• Description of the task:
Below are some entries. Copy each line that holds the string "carved".

□ □ □

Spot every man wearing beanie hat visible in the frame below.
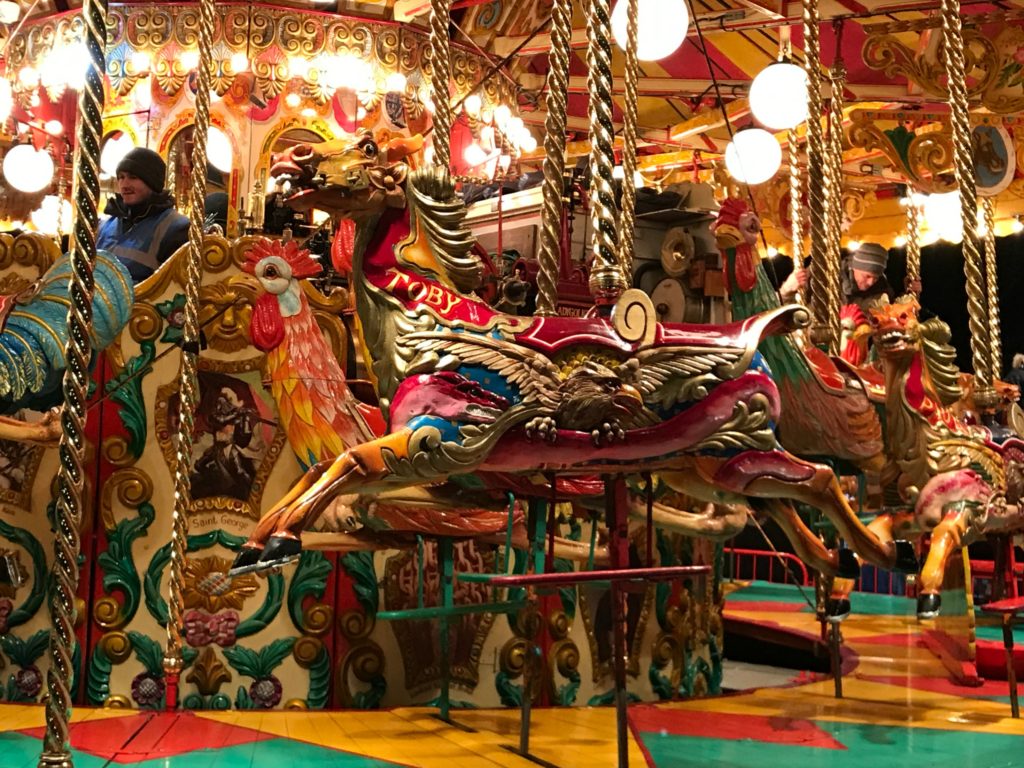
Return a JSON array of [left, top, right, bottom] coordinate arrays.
[[96, 146, 189, 282], [841, 242, 893, 311]]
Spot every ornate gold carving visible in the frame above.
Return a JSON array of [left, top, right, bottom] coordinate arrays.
[[847, 112, 956, 194], [863, 25, 1024, 115], [104, 695, 132, 708], [99, 631, 133, 664], [336, 608, 386, 708], [0, 232, 60, 274], [301, 602, 333, 638], [199, 278, 256, 353], [292, 636, 323, 668], [100, 467, 154, 532], [185, 647, 232, 696], [183, 556, 259, 612]]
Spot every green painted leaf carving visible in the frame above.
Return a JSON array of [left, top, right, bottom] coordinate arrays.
[[235, 571, 284, 638], [155, 294, 186, 345], [1, 629, 48, 668], [340, 551, 378, 614], [305, 646, 330, 709], [883, 125, 915, 167], [0, 518, 47, 630], [97, 501, 155, 627], [86, 642, 112, 705], [128, 631, 166, 676], [555, 666, 580, 706], [495, 670, 522, 707], [224, 637, 295, 680], [105, 339, 157, 459], [234, 685, 254, 709], [287, 551, 331, 632]]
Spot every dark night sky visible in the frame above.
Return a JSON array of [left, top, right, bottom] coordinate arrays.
[[764, 232, 1024, 377]]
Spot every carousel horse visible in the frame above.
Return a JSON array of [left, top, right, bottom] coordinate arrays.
[[840, 296, 1024, 617], [229, 131, 906, 581], [0, 250, 133, 445]]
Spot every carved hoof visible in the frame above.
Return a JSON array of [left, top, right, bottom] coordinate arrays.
[[838, 548, 860, 579], [591, 421, 626, 447], [227, 546, 263, 577], [893, 540, 919, 574], [525, 416, 558, 443], [826, 598, 852, 621], [257, 535, 303, 570], [917, 593, 941, 620]]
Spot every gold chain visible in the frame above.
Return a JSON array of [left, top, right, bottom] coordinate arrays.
[[535, 0, 574, 316], [39, 0, 107, 763], [585, 0, 626, 304], [905, 195, 921, 294], [787, 127, 803, 293]]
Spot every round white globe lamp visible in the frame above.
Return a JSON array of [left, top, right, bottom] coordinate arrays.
[[4, 144, 54, 194], [724, 128, 782, 185], [612, 0, 689, 62], [749, 61, 809, 131], [208, 126, 233, 174]]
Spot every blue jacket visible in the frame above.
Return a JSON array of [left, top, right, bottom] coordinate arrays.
[[96, 194, 189, 282]]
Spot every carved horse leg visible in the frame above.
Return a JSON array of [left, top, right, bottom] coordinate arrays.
[[659, 469, 853, 577], [0, 409, 61, 446], [627, 496, 749, 541], [829, 510, 919, 617], [913, 469, 994, 618]]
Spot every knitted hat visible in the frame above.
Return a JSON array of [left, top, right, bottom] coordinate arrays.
[[849, 242, 888, 276], [116, 147, 166, 193]]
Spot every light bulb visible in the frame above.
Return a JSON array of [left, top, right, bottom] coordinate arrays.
[[520, 133, 538, 153], [4, 145, 54, 194], [612, 0, 689, 61], [207, 126, 233, 173], [18, 66, 38, 89], [230, 51, 249, 73], [130, 50, 152, 73], [749, 61, 809, 131], [44, 120, 63, 136], [494, 104, 511, 130], [463, 93, 482, 117], [894, 234, 907, 247], [100, 134, 135, 177], [847, 240, 862, 252], [385, 72, 407, 93], [0, 1, 20, 24], [181, 50, 200, 71], [724, 128, 782, 185], [1013, 218, 1024, 234], [285, 92, 301, 108], [464, 143, 487, 167]]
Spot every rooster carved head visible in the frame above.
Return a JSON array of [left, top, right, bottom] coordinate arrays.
[[240, 239, 323, 352]]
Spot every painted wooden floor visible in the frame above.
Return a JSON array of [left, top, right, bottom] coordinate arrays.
[[2, 582, 1023, 767]]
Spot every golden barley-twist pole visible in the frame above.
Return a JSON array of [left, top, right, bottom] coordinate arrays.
[[586, 0, 626, 304], [535, 0, 574, 316], [824, 59, 846, 354], [802, 0, 829, 347], [787, 128, 804, 301], [617, 0, 640, 278], [905, 195, 922, 296], [162, 0, 214, 709], [38, 0, 107, 764], [38, 0, 106, 764], [940, 0, 992, 404], [983, 196, 1002, 379], [429, 0, 454, 170]]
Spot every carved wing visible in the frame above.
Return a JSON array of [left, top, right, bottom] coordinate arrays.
[[398, 331, 563, 410], [629, 345, 748, 409]]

□ □ □

• Solution to the problem:
Spot every carved hoof visible in the frame above.
Spot every carved horse leg visible in the frame above.
Spot every rooster carved head visible in the frame above.
Spot every carved wing visible in the frame above.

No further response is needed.